[Image box annotation records]
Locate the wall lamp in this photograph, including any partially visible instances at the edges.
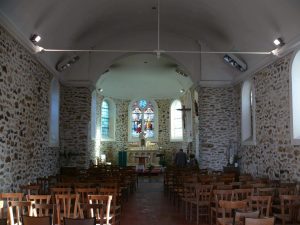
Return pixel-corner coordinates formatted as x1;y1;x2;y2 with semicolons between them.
30;34;42;44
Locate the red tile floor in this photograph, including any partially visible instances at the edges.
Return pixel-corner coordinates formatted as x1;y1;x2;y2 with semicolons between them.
121;176;191;225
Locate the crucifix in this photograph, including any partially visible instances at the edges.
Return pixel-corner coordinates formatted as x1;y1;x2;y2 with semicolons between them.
177;105;191;129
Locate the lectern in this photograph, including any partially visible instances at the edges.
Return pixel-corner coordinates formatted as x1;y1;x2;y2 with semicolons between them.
135;156;149;171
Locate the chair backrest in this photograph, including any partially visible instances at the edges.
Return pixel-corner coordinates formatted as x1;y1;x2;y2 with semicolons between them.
22;215;52;225
248;195;272;216
216;184;233;190
88;195;112;225
233;188;253;200
55;194;83;224
277;187;296;196
32;203;56;217
235;210;259;224
196;184;213;203
257;187;275;198
245;217;275;225
20;184;41;195
8;201;32;225
213;190;234;202
51;187;72;196
279;195;300;221
219;200;248;218
26;195;51;204
50;187;72;203
75;188;97;203
64;217;96;225
0;200;5;219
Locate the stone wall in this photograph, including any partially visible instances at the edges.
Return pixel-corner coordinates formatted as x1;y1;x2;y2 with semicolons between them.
60;86;91;168
198;87;237;170
0;24;58;192
236;54;300;181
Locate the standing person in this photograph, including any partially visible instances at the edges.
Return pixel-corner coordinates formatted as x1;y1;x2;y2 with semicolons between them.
188;153;198;167
175;149;187;167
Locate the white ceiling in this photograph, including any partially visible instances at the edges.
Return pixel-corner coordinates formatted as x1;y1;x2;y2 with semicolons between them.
97;54;193;99
0;0;300;91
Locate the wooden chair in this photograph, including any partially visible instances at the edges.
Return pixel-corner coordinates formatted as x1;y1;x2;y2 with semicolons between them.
233;188;253;201
22;215;52;225
274;195;300;225
98;188;121;225
191;184;213;225
257;187;276;198
182;183;197;220
0;193;24;222
75;188;97;204
88;195;112;225
8;201;32;225
245;217;275;225
217;200;248;225
252;183;268;195
55;194;83;225
216;184;233;190
64;218;96;225
32;203;56;217
0;200;4;219
20;184;41;195
210;190;234;224
235;210;259;224
36;177;49;195
26;195;51;204
248;195;272;217
50;187;72;203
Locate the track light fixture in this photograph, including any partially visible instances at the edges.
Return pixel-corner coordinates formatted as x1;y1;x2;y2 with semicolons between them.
56;55;80;72
223;54;247;72
273;38;284;46
30;34;42;44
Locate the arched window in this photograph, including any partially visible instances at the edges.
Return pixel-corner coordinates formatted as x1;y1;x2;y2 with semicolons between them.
290;51;300;145
241;80;256;145
49;78;59;147
170;100;183;141
91;91;97;140
129;99;157;141
101;99;116;141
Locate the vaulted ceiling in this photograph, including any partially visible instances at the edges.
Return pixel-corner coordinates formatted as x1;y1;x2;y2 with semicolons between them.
0;0;300;93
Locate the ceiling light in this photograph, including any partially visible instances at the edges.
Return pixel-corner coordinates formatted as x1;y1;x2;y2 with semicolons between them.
223;54;247;72
273;38;284;46
30;34;42;44
56;55;79;72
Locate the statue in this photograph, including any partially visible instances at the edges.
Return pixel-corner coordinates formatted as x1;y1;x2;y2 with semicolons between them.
139;132;146;148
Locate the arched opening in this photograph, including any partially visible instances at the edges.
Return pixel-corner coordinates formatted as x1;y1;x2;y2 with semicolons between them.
290;51;300;145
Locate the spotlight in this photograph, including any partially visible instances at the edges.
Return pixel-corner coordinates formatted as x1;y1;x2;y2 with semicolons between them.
273;38;284;46
223;54;247;72
30;34;42;44
56;55;79;72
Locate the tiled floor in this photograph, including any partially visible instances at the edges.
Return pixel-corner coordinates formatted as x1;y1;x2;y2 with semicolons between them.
121;177;190;225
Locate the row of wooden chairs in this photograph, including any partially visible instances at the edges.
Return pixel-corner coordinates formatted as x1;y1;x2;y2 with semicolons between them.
8;195;115;225
0;188;121;225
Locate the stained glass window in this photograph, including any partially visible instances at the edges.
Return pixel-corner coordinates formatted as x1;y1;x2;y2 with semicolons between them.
101;100;110;138
131;99;155;138
170;100;183;140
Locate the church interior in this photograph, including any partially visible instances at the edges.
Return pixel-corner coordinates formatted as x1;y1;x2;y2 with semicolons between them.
0;0;300;225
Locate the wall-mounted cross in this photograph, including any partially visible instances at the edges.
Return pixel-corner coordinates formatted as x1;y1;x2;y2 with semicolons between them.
177;105;191;129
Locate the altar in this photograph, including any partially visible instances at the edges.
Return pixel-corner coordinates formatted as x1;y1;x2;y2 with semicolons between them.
127;147;160;168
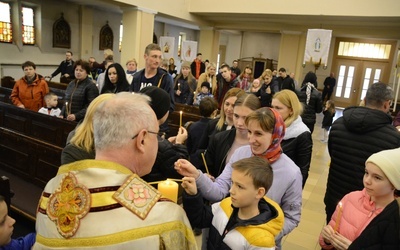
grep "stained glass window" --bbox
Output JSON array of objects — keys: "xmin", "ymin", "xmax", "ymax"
[
  {"xmin": 0, "ymin": 2, "xmax": 12, "ymax": 43},
  {"xmin": 22, "ymin": 7, "xmax": 35, "ymax": 45}
]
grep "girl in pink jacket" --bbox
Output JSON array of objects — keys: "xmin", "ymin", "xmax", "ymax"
[{"xmin": 319, "ymin": 148, "xmax": 400, "ymax": 249}]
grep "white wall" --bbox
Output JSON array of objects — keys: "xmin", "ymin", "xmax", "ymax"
[
  {"xmin": 241, "ymin": 32, "xmax": 281, "ymax": 60},
  {"xmin": 154, "ymin": 21, "xmax": 200, "ymax": 72}
]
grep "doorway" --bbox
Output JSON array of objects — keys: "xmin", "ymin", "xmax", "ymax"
[
  {"xmin": 332, "ymin": 59, "xmax": 389, "ymax": 107},
  {"xmin": 331, "ymin": 38, "xmax": 396, "ymax": 108}
]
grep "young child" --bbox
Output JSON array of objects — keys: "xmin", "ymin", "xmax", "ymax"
[
  {"xmin": 0, "ymin": 195, "xmax": 36, "ymax": 250},
  {"xmin": 321, "ymin": 100, "xmax": 336, "ymax": 142},
  {"xmin": 39, "ymin": 92, "xmax": 61, "ymax": 117},
  {"xmin": 193, "ymin": 82, "xmax": 214, "ymax": 106},
  {"xmin": 182, "ymin": 156, "xmax": 284, "ymax": 249},
  {"xmin": 319, "ymin": 148, "xmax": 400, "ymax": 249}
]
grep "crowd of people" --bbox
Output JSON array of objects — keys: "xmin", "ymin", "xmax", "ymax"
[{"xmin": 0, "ymin": 44, "xmax": 400, "ymax": 249}]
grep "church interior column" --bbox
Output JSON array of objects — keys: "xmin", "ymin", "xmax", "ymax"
[
  {"xmin": 198, "ymin": 27, "xmax": 220, "ymax": 63},
  {"xmin": 77, "ymin": 5, "xmax": 94, "ymax": 59},
  {"xmin": 278, "ymin": 31, "xmax": 305, "ymax": 75},
  {"xmin": 121, "ymin": 7, "xmax": 157, "ymax": 69}
]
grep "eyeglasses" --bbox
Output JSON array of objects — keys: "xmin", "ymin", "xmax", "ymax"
[{"xmin": 131, "ymin": 130, "xmax": 166, "ymax": 141}]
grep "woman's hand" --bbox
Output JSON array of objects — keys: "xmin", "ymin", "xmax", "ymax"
[
  {"xmin": 204, "ymin": 173, "xmax": 215, "ymax": 182},
  {"xmin": 182, "ymin": 177, "xmax": 197, "ymax": 195},
  {"xmin": 175, "ymin": 127, "xmax": 188, "ymax": 144},
  {"xmin": 67, "ymin": 114, "xmax": 76, "ymax": 121},
  {"xmin": 321, "ymin": 225, "xmax": 335, "ymax": 244},
  {"xmin": 331, "ymin": 232, "xmax": 352, "ymax": 250},
  {"xmin": 174, "ymin": 159, "xmax": 200, "ymax": 179}
]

Task to carry out
Find each line in the entries above that contains the string "stained" and copy those lines out. Case matters, so only that exact capitalization counts as a match.

Full response
Locate the stained glass window in this photograph, including any partially visible instances at the edges.
grep "stained glass window" --bbox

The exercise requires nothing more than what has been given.